Rewrite every line of the rows below as a numbered list, leaving out blank lines.

- _Bounding-box records_:
----

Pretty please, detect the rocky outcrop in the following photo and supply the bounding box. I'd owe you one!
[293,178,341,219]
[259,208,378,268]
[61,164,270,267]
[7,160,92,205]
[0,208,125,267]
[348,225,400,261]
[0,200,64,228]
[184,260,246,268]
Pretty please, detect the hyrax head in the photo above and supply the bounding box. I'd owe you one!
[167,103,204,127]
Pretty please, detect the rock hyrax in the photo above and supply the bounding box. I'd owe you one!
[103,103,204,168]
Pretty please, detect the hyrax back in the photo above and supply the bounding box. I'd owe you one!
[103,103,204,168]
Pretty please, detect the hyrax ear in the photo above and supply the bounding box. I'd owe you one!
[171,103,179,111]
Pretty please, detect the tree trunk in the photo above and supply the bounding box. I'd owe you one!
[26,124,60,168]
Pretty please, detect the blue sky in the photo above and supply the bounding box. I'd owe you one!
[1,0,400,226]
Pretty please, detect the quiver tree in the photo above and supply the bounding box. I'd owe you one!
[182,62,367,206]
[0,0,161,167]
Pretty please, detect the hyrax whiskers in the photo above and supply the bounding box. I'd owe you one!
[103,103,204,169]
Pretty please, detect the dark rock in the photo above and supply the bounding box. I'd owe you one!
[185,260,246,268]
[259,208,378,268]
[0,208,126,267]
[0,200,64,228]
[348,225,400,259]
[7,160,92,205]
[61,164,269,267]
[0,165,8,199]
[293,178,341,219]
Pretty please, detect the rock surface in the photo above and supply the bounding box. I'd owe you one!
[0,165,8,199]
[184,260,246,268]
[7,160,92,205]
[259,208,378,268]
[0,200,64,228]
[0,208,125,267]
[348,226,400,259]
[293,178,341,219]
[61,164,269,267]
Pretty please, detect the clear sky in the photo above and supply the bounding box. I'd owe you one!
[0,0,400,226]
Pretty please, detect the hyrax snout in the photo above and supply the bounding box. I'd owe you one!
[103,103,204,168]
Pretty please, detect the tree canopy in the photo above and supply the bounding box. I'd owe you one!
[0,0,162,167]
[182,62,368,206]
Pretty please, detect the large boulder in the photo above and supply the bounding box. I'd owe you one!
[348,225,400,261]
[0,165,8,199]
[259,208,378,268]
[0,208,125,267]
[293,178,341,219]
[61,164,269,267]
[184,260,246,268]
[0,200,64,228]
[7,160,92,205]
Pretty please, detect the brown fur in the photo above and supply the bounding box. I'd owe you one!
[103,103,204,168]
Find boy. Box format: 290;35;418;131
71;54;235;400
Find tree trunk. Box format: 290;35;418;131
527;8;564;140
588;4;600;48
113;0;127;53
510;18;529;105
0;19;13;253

----

- _Exercise response_:
1. Pretty please, detect the rocky outcrop in the following photo and supply the bounding box. I'd owe you one!
2. [293,178,341,219]
3. [259,208,378,268]
4. [61,164,270,267]
5. [7,160,92,205]
6. [0,208,125,267]
7. [348,225,400,261]
8. [0,200,64,228]
9. [184,260,246,268]
10. Pretty please, detect the hyrax head in the photo above and supply the bounding box. I'd owe you one!
11. [167,103,204,127]
12. Pretty please, detect the rock hyrax in the photo above and supply the bounding box. I'd owe you one!
13. [103,103,204,168]
14. Pretty please, detect the hyrax back in the photo above and supply the bounding box. I'd owe you one!
15. [103,103,204,168]
16. Pretty please, detect the hyrax ear in the photo above and supply the bounding box. I'd owe you one!
17. [171,103,179,111]
18. Pretty please, detect the tree trunk in the photo above and supply the bounding box. I'd owe you one!
19. [26,124,60,168]
20. Pretty please, detect the blue sky in the photo above and supply the bounding box. I'd owe you one!
21. [1,0,400,226]
22. Pretty please, detect the quiver tree in the photo above and supply the bounding box. I'd owe you one!
23. [182,62,367,206]
24. [0,0,161,167]
25. Pretty please, detect the hyrax whiskers in the photo above and supply the bounding box. I'd owe you one!
26. [103,103,204,169]
27. Pretty please, detect the dark rock in the photo above and supply the bounding box. I'd owe you one!
28. [185,260,246,268]
29. [259,208,378,268]
30. [0,208,126,267]
31. [0,200,64,228]
32. [348,225,400,259]
33. [7,160,92,205]
34. [61,164,269,267]
35. [0,165,8,199]
36. [293,178,341,219]
37. Pretty please, detect the rock surface in the photo above and supply the bounding box. I'd owe you one!
38. [0,165,8,199]
39. [184,260,246,268]
40. [7,160,92,205]
41. [259,208,378,268]
42. [0,200,64,228]
43. [0,208,125,267]
44. [348,226,400,259]
45. [293,178,341,219]
46. [61,164,269,267]
47. Pretty please, detect the clear sky in the photo above and supply the bounding box. I'd owe you one!
48. [0,0,400,226]
49. Pretty please, detect the hyrax snout in the photo above and supply the bounding box. I'd owe you one!
50. [103,103,204,168]
51. Pretty please, detect the tree canopy in the photo above and supply the bounding box. I'd owe you one!
52. [0,0,162,167]
53. [182,62,368,206]
54. Pretty please, detect the large boulder in the photo above and supply the bounding box. I'd owe you one!
55. [348,225,400,261]
56. [0,165,8,199]
57. [259,208,378,268]
58. [0,208,125,267]
59. [293,178,341,219]
60. [61,164,269,267]
61. [184,260,246,268]
62. [0,200,64,228]
63. [7,160,92,205]
64. Pretty please, detect the brown fur in the photo above and supply the bounding box. I'd owe you one!
65. [103,103,204,168]
66. Find boy. Box format: 290;35;418;131
67. 71;54;235;400
68. Find tree trunk. Box format: 290;35;418;131
69. 527;8;564;140
70. 588;4;600;48
71. 113;0;127;53
72. 510;18;529;105
73. 0;19;13;253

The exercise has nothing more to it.